Pointing and labeling entries:

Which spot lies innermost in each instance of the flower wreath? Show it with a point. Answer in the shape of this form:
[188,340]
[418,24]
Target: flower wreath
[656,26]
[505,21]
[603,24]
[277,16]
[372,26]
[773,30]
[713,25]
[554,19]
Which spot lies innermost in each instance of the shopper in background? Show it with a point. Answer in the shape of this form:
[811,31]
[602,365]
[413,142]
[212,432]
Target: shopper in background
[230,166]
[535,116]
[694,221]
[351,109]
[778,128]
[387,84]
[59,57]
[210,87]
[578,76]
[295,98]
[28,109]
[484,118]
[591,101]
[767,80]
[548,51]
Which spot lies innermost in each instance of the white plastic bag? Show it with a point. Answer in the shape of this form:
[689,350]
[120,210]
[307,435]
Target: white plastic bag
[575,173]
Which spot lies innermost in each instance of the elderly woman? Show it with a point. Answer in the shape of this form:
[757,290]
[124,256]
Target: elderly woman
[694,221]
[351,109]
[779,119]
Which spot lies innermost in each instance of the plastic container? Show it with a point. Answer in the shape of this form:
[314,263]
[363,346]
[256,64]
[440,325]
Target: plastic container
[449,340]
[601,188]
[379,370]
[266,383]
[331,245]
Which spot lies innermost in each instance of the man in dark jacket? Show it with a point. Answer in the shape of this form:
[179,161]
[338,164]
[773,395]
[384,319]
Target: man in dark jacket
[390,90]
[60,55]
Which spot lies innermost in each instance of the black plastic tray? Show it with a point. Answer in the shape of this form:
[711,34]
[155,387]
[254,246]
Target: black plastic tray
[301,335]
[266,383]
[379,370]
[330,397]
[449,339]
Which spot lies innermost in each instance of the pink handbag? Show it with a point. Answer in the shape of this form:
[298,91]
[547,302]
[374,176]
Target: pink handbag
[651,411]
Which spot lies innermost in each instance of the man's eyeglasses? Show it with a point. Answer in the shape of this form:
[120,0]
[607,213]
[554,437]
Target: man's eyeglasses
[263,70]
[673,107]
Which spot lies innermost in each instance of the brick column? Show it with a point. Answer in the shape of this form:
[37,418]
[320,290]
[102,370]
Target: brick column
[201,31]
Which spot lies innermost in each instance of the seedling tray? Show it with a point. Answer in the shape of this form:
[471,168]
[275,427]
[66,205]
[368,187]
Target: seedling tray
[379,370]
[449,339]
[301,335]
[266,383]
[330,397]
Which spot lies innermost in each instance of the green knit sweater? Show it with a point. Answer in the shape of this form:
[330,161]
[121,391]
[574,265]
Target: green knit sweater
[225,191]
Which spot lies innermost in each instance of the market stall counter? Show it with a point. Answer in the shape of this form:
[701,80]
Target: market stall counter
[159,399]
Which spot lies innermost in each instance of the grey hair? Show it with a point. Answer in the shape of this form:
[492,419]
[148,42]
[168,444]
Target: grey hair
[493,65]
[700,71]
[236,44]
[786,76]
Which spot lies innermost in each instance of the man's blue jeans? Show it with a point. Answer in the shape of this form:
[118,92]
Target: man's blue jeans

● **Task requirements**
Could you quote the material above in full, exactly as it stands?

● **Output for this exercise**
Which spot lies innermost in each instance of the flower wreath? Show it with a point. Answer in the shape of this form:
[188,340]
[418,24]
Target: flower wreath
[656,26]
[505,21]
[603,24]
[277,16]
[372,26]
[773,30]
[713,25]
[554,19]
Which spot lies innermost in each instance of the shopper in background? Show it with a point. Answer in the shape of this form:
[811,31]
[602,365]
[413,142]
[212,432]
Target: shopper in background
[230,166]
[535,116]
[694,221]
[351,109]
[778,128]
[387,84]
[59,57]
[210,87]
[578,76]
[295,98]
[28,109]
[484,118]
[591,101]
[767,80]
[548,51]
Which spot lies innermost in each instance of the white plastic bag? Show it with a point. Answer in the shape of this form:
[689,350]
[120,210]
[307,435]
Target: white plastic bag
[575,173]
Which spot lies innermost in each instance of the elderly woman? Show it with a point. Answer in the shape of this form:
[757,290]
[124,256]
Target: elderly woman
[694,221]
[351,109]
[779,119]
Which spot lies innermost in each instance of the plastic container? Show it with a point. Answer in the shape of this form:
[314,263]
[363,346]
[256,64]
[440,325]
Target: plastic container
[449,340]
[601,188]
[379,370]
[266,383]
[331,245]
Which spot lies innermost in each instance of the man in dark jacket? Show it with a point. Answer in the shape of this form:
[179,161]
[338,164]
[773,395]
[384,319]
Target: man in dark jacket
[390,90]
[60,55]
Which spot lies innermost in each instance of the black plastic tray? Show it with a point. Answer in the shape of this form:
[711,34]
[155,387]
[254,246]
Target: black plastic tray
[301,335]
[266,383]
[379,370]
[330,397]
[449,339]
Which spot lies innermost in each instance of the pink handbag? Show it with a point. Answer in the shape of this form:
[298,91]
[547,302]
[374,176]
Target: pink handbag
[651,411]
Which spot lies innermost in each instance of the man's eyeglasses? Show it with a point. Answer in the shape of this form:
[120,0]
[607,213]
[554,437]
Target: man's eyeglasses
[263,70]
[673,107]
Which spot lies innermost in each instance of the brick column? Show it with a point. Answer in the shape of this form:
[37,418]
[320,290]
[102,370]
Target: brick column
[201,31]
Which spot lies innermost in each instance of the seedling tray? Show it with a point. Answer in the shape of this form:
[471,168]
[275,427]
[66,205]
[368,187]
Target: seedling tray
[379,370]
[449,339]
[301,335]
[266,383]
[330,397]
Which spot lies innermost in each instance of the green knit sweater? Show it with a point. Answer in the shape of this form:
[330,161]
[121,391]
[574,265]
Target: green knit sweater
[225,191]
Which spot lies innermost in each instance of the market stall counter? Show it with a point. Answer in the shape of this form:
[701,80]
Target: market stall counter
[159,399]
Which spot lies innermost in each instance of the grey hair? Show it with a point. Answer in the shape of this form:
[492,419]
[148,42]
[168,444]
Target: grey hair
[493,65]
[700,71]
[236,44]
[786,76]
Which spot lies innermost in each instance of the man's blue jeans? Show it with a point. Answer in the shape of this form:
[118,92]
Target: man's blue jeans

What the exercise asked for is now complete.